Data supplied -

============================================================

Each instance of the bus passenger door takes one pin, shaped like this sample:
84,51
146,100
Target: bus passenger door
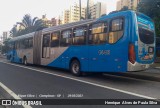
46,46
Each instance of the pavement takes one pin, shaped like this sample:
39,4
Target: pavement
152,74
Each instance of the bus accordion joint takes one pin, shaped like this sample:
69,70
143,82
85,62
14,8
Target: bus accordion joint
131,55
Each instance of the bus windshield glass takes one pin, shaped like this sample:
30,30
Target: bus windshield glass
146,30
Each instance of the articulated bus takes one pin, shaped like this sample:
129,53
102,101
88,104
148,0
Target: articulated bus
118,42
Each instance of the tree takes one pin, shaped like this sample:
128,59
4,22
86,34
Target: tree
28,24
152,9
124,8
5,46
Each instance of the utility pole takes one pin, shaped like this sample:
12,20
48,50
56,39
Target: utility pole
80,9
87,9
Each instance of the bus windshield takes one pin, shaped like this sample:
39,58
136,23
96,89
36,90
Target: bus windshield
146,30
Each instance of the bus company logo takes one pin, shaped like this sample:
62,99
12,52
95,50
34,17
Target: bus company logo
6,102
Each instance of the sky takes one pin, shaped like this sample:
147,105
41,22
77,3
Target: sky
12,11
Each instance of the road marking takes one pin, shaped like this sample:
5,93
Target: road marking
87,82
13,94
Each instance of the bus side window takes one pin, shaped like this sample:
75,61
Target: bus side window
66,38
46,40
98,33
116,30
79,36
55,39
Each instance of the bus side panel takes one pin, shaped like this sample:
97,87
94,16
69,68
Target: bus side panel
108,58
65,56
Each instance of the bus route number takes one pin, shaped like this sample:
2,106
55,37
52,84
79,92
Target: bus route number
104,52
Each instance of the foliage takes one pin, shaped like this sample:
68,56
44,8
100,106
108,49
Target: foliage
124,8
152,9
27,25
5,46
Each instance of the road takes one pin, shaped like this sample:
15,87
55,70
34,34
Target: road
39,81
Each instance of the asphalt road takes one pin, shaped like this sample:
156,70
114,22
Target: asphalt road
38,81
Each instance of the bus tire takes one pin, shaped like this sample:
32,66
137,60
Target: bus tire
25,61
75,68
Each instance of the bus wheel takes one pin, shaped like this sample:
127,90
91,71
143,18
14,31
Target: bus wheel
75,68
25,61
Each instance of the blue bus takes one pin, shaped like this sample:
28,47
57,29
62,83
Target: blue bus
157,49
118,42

============================================================

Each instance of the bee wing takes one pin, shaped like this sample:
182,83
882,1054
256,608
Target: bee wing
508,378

============================================================

Prompt -
Taking the listing above as the source, transcribe only the lines starting at the line with "Target: pavement" and going through the line with "Each instance of the blue", unaltered and with both ends included.

Answer area -
Target: pavement
152,74
Each instance of the bus accordion joint takes one pin, shaped like this sample:
69,70
143,82
85,62
14,8
Target: bus accordion joint
131,55
Each instance of the bus windshield glass takes one pin, shaped like this sample:
30,30
Target: bus windshield glass
146,30
Each instance of the articulated bus takes one pin, shaped like this sample:
129,53
102,101
88,104
148,0
Target: articulated bus
118,42
Each instance of the tree takes one pin, shaped like this sample:
128,59
4,22
86,34
Target: tree
28,24
152,9
124,8
5,46
Each instance of the utility pole takes one pin, shaped like this sample:
12,20
48,50
56,39
Target: utility pole
80,9
87,9
Each instance of the bus windshield takes one pin, shaped like this sample:
39,58
136,23
96,89
36,90
Target: bus windshield
146,30
Each instance of the bus company logo takes one pin, shaped like this sample:
62,99
12,52
95,50
34,17
Target: bus company logo
6,102
Each instance of the sky takes one pin, shaped like this sample:
147,105
41,22
77,3
Target: sky
12,11
Each instance of the road marking takes one pin, shaped like this sample:
5,93
Target: road marking
87,82
13,94
Each instance of the bus side window takes one pin, shaped like this sample:
75,61
Target: bus side window
66,38
46,40
98,33
116,30
79,36
55,39
Each instance of the bus side panel takes one pin, shaped like this sample:
97,87
94,16
69,68
Target: bus side panel
108,58
65,56
Each instance of the bus route number takes one pin, shaped like this sample:
2,106
55,37
52,84
79,92
Target: bus route number
104,52
Each instance of the foliage takes one pin, shaped like this sample:
68,56
44,8
100,106
108,49
Target: foliage
124,8
152,9
27,25
5,46
Each instance of the road takes one pin, shaped like this sample:
15,87
55,70
34,34
Target: road
39,81
Each instance of the asphalt road takes one pin, shaped like this sample:
156,70
114,22
Target: asphalt road
38,81
Each instance of the bus tire takes one pin, shaped like this sample:
32,66
137,60
Target: bus tire
25,61
75,68
Each instance of the bus wheel takes one pin, shaped like this sample:
127,90
91,71
143,18
14,31
Target: bus wheel
75,68
25,61
Each instance of the blue bus takes one pin, shaped like this sample:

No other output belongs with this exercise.